• Records excerpted from a collection:
• • • • •

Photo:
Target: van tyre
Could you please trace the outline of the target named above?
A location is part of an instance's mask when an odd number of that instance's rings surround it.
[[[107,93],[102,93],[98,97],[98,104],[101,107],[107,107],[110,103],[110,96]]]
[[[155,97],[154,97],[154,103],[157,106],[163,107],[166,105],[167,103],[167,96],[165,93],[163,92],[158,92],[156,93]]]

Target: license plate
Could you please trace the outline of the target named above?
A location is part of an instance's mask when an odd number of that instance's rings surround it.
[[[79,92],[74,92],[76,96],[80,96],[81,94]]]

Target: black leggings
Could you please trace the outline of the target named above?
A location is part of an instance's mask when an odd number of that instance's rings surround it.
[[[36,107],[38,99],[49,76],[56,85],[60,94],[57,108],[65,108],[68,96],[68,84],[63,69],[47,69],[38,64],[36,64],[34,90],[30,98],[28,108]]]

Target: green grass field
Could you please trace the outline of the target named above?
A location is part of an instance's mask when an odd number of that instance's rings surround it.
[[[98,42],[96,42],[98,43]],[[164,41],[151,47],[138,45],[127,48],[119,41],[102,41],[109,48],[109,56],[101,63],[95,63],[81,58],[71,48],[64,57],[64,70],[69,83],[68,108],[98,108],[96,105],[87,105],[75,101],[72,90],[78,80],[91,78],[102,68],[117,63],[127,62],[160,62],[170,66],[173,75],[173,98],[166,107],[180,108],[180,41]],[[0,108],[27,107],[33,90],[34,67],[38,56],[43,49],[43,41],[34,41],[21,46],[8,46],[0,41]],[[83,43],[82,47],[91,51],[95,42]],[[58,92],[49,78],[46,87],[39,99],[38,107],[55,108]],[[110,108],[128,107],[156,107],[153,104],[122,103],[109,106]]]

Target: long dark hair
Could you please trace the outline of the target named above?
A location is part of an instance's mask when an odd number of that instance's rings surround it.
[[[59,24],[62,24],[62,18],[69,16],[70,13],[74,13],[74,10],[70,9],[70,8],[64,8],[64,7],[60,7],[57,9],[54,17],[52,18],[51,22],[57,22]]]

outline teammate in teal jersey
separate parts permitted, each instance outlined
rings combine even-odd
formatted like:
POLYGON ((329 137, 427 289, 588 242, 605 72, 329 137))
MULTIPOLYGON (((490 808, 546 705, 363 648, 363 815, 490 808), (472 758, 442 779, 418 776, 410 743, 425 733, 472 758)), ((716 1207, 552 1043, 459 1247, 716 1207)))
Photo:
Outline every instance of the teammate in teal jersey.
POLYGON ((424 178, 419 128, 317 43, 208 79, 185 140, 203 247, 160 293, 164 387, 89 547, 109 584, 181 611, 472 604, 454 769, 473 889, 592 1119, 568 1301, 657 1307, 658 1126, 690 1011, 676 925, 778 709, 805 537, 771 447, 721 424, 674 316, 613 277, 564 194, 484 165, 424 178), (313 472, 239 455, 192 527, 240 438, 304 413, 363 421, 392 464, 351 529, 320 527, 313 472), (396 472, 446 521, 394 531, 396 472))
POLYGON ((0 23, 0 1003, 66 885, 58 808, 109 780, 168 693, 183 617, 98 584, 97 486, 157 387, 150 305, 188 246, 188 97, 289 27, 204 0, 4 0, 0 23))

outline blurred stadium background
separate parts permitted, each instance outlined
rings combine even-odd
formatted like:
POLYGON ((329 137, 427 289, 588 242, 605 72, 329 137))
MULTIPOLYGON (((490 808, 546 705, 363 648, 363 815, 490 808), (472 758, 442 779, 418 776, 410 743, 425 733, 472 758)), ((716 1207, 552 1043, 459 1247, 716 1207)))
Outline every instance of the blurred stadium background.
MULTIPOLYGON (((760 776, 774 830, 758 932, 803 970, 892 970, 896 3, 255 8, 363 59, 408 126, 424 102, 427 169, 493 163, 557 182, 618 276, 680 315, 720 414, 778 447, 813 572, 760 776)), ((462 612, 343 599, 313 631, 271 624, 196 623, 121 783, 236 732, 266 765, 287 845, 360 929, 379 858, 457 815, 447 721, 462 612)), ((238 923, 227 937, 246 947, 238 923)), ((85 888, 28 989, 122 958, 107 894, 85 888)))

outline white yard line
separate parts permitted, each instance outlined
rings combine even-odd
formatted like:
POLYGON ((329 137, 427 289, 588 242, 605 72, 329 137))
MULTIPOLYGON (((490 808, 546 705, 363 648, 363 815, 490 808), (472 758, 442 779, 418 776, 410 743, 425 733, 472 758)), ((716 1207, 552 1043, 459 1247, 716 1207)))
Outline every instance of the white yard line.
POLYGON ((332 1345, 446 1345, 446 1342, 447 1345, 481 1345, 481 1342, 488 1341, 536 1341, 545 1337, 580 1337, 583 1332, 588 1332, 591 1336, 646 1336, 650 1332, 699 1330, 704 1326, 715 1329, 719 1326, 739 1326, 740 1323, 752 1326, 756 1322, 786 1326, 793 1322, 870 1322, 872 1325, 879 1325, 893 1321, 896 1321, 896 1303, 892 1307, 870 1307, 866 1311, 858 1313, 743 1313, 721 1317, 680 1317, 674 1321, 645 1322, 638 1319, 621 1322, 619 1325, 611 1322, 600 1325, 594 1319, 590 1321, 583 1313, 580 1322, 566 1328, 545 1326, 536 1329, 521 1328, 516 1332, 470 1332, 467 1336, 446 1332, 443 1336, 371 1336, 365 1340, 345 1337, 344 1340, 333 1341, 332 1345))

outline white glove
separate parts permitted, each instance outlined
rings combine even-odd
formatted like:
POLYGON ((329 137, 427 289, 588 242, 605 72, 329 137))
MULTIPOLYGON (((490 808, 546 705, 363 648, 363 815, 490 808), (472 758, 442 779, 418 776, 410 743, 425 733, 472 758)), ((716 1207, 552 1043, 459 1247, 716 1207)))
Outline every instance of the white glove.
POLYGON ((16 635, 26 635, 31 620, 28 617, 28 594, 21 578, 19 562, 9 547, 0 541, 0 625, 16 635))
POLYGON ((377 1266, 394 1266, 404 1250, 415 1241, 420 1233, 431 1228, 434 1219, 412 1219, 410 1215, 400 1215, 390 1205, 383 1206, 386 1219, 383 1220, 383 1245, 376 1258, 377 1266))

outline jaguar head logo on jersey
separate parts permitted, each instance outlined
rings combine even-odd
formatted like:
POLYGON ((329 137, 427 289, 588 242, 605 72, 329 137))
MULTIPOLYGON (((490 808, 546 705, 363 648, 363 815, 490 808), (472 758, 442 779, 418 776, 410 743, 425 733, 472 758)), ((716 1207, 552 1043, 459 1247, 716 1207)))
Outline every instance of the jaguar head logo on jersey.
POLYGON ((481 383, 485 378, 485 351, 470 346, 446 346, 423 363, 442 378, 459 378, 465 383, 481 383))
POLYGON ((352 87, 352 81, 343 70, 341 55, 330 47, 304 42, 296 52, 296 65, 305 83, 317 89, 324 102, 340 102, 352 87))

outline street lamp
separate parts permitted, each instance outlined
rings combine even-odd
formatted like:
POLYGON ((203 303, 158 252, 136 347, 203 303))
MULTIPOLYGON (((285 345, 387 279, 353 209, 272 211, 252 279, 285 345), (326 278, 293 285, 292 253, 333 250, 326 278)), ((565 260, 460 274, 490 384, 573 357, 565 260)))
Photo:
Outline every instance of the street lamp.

• • • • •

• What the task requires:
Reproduce the records above line for line, with no changes.

• Finished answer:
Photo:
Target: van tyre
Could you please trace the outline of the target named above?
A location is part of an instance's mask when an odd number of that instance's rings surround it.
[[[107,93],[102,93],[98,97],[98,104],[101,107],[107,107],[110,103],[110,96]]]
[[[155,97],[154,97],[154,103],[157,106],[163,107],[166,105],[167,103],[167,96],[165,93],[163,92],[158,92],[156,93]]]

Target: license plate
Could you please trace the outline of the target named above?
A location is part of an instance's mask when an odd number of that instance's rings surround it.
[[[79,92],[74,92],[76,96],[80,96],[81,94]]]

Target: black leggings
Could you please trace the outline of the target named above?
A location is part of an instance's mask when an odd number of that instance's rings surround it.
[[[36,107],[38,99],[49,76],[56,85],[60,94],[57,108],[65,108],[68,96],[68,84],[63,69],[47,69],[38,64],[36,64],[34,90],[30,98],[28,108]]]

Target: green grass field
Could you please trace the outline of the target named above?
A location is part of an instance's mask when an odd number of that instance's rings surround it.
[[[98,42],[96,42],[98,43]],[[164,41],[151,47],[138,45],[127,48],[119,41],[102,41],[109,48],[109,56],[101,63],[95,63],[81,58],[71,48],[64,57],[64,70],[69,83],[68,108],[98,108],[96,105],[87,105],[75,101],[72,90],[78,80],[91,78],[102,68],[117,63],[127,62],[160,62],[170,66],[173,75],[173,98],[166,107],[180,108],[180,41]],[[0,108],[27,107],[33,90],[34,67],[38,56],[43,49],[43,41],[34,41],[21,46],[8,46],[0,41]],[[83,43],[82,47],[91,51],[95,42]],[[58,92],[49,78],[46,87],[39,99],[38,107],[55,108]],[[110,108],[128,107],[156,107],[153,104],[122,103],[109,106]]]

Target: long dark hair
Could you please trace the outline of the target named above?
A location is part of an instance's mask when an odd number of that instance's rings surround it.
[[[59,24],[62,24],[62,18],[69,16],[70,13],[74,13],[74,10],[70,9],[70,8],[64,8],[64,7],[60,7],[57,9],[54,17],[52,18],[51,22],[57,22]]]

outline teammate in teal jersey
separate parts permitted, each instance outlined
rings combine even-odd
formatted like:
POLYGON ((329 137, 427 289, 588 242, 605 72, 329 137))
MULTIPOLYGON (((490 808, 546 705, 363 648, 363 815, 490 808), (472 758, 442 779, 418 776, 410 743, 425 733, 472 758)), ((716 1207, 552 1043, 459 1247, 716 1207)))
Photo:
Outline every instance of the teammate in teal jersey.
POLYGON ((424 178, 419 128, 317 43, 208 79, 185 140, 203 247, 160 293, 164 387, 89 547, 109 584, 181 611, 472 604, 454 769, 473 889, 592 1119, 568 1301, 657 1307, 658 1126, 690 1011, 676 925, 778 709, 805 537, 771 447, 721 424, 674 316, 613 277, 564 194, 484 165, 424 178), (313 472, 239 455, 192 527, 240 438, 304 413, 363 421, 392 464, 351 529, 320 527, 313 472), (396 472, 446 521, 394 531, 396 472))
POLYGON ((0 23, 0 1003, 66 885, 58 808, 109 780, 168 693, 183 617, 98 584, 97 486, 157 387, 150 305, 188 246, 188 97, 289 27, 204 0, 4 0, 0 23))

outline blurred stadium background
separate parts permitted, each instance outlined
rings combine even-odd
formatted like:
POLYGON ((329 137, 427 289, 588 242, 605 72, 329 137))
MULTIPOLYGON (((490 808, 546 705, 363 648, 363 815, 490 808), (472 758, 442 779, 418 776, 410 743, 425 733, 472 758)), ((716 1207, 552 1043, 459 1247, 716 1207)))
Outline every instance of the blurred stadium background.
MULTIPOLYGON (((760 776, 774 830, 758 932, 803 970, 892 970, 896 3, 255 8, 363 59, 408 126, 424 102, 427 169, 493 163, 557 182, 618 276, 680 315, 720 414, 778 447, 813 572, 760 776)), ((462 612, 343 599, 313 631, 271 624, 196 623, 121 783, 236 732, 266 765, 287 845, 360 929, 379 858, 457 815, 447 721, 462 612)), ((238 923, 227 937, 246 947, 238 923)), ((85 888, 28 989, 122 958, 107 894, 85 888)))

outline white yard line
separate parts permitted, each instance outlined
rings combine even-odd
formatted like:
POLYGON ((329 137, 427 289, 588 242, 605 72, 329 137))
MULTIPOLYGON (((490 808, 546 705, 363 648, 363 815, 490 808), (472 758, 442 779, 418 776, 410 743, 425 733, 472 758)), ((716 1207, 552 1043, 459 1247, 716 1207)))
Outline every instance of the white yard line.
POLYGON ((332 1345, 446 1345, 446 1342, 447 1345, 481 1345, 481 1342, 488 1341, 536 1341, 545 1337, 580 1337, 583 1332, 588 1332, 591 1336, 646 1336, 650 1332, 699 1330, 704 1326, 715 1329, 719 1326, 739 1326, 740 1323, 752 1326, 756 1322, 786 1326, 793 1322, 870 1322, 872 1325, 879 1325, 893 1321, 896 1321, 896 1303, 892 1307, 870 1307, 866 1311, 858 1313, 743 1313, 721 1317, 680 1317, 674 1321, 645 1322, 638 1319, 621 1322, 619 1325, 611 1322, 600 1325, 594 1319, 590 1321, 583 1313, 580 1322, 566 1328, 545 1326, 536 1329, 521 1328, 516 1332, 470 1332, 467 1336, 446 1332, 443 1336, 371 1336, 365 1340, 345 1337, 344 1340, 333 1341, 332 1345))

outline white glove
separate parts permitted, each instance outlined
rings combine even-odd
formatted like:
POLYGON ((329 137, 427 289, 588 242, 605 72, 329 137))
MULTIPOLYGON (((490 808, 546 705, 363 648, 363 815, 490 808), (472 758, 442 779, 418 776, 410 743, 425 733, 472 758)), ((716 1207, 552 1043, 459 1247, 716 1207)))
Outline every instance of the white glove.
POLYGON ((16 635, 26 635, 31 620, 28 617, 28 594, 21 578, 19 562, 9 547, 0 541, 0 625, 16 635))
POLYGON ((377 1266, 394 1266, 404 1250, 415 1241, 420 1233, 431 1228, 434 1219, 412 1219, 410 1215, 400 1215, 390 1205, 383 1206, 386 1219, 383 1220, 383 1245, 376 1258, 377 1266))

outline jaguar head logo on jersey
separate parts permitted, each instance outlined
rings combine even-odd
formatted like:
POLYGON ((329 137, 427 289, 588 242, 605 72, 329 137))
MULTIPOLYGON (((490 808, 546 705, 363 648, 363 815, 490 808), (472 758, 442 779, 418 776, 410 743, 425 733, 472 758)), ((716 1207, 552 1043, 459 1247, 716 1207)))
Outline every instance of the jaguar head logo on jersey.
POLYGON ((481 383, 485 378, 485 351, 470 346, 446 346, 423 363, 442 378, 459 378, 465 383, 481 383))
POLYGON ((352 87, 352 81, 343 70, 341 55, 330 47, 304 42, 296 52, 296 65, 305 83, 317 89, 324 102, 340 102, 352 87))

outline street lamp
separate parts permitted, each instance outlined
rings combine even-odd
formatted like:
POLYGON ((203 303, 158 252, 136 347, 203 303))
MULTIPOLYGON (((285 345, 387 279, 353 209, 272 211, 252 279, 285 345), (326 278, 293 285, 292 253, 333 250, 326 278)), ((565 260, 460 274, 490 384, 573 357, 565 260)))
Photo:
Outline every instance of the street lamp.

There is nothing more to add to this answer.